### 任务要求
用两句话概括下面这段关于枚举最小带宽的代码摘录。

### 阅读摘录
枚举居然比dp更快。。。，枚举最小带宽。

/************************************************************************* 
    > File Name: xiaozhao.cpp 
    > Author: acvcla 
    > QQ:acvcla@gmail.com  
    > Mail: acvcla@gmail.com
    > Created Time: 2014年12月27日 星期一 22时34分13秒 
*************************************************************************/  
#include<cstdio>
#include<iostream>
#include<string>
#include<cstring>
#include<cmath>
#include<algorithm>
#include<queue>
#include<cstdlib>
#include<vector>
#include<set>
#include<map>
#include<stack>
using namespace std;
typedef long long ll;
typedef pair<int,int>pii;
const int maxn=1e4+10;
const int inf=0x3f3f3f3f;
vector<pii>communication[maxn];
vector<int> v;
double work(int x,int n)

### 所给数据
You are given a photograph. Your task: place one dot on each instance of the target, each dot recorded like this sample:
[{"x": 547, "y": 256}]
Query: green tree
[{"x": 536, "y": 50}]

### 参考答案
摘录开头说枚举居然比dp更快，要枚举最小带宽。随后是作者为acvcla的C++文件xiaozhao.cpp，它引入多个标准头文件，定义了ll、pii两个类型别名、常量maxn和inf以及两个vector，并开始定义函数work。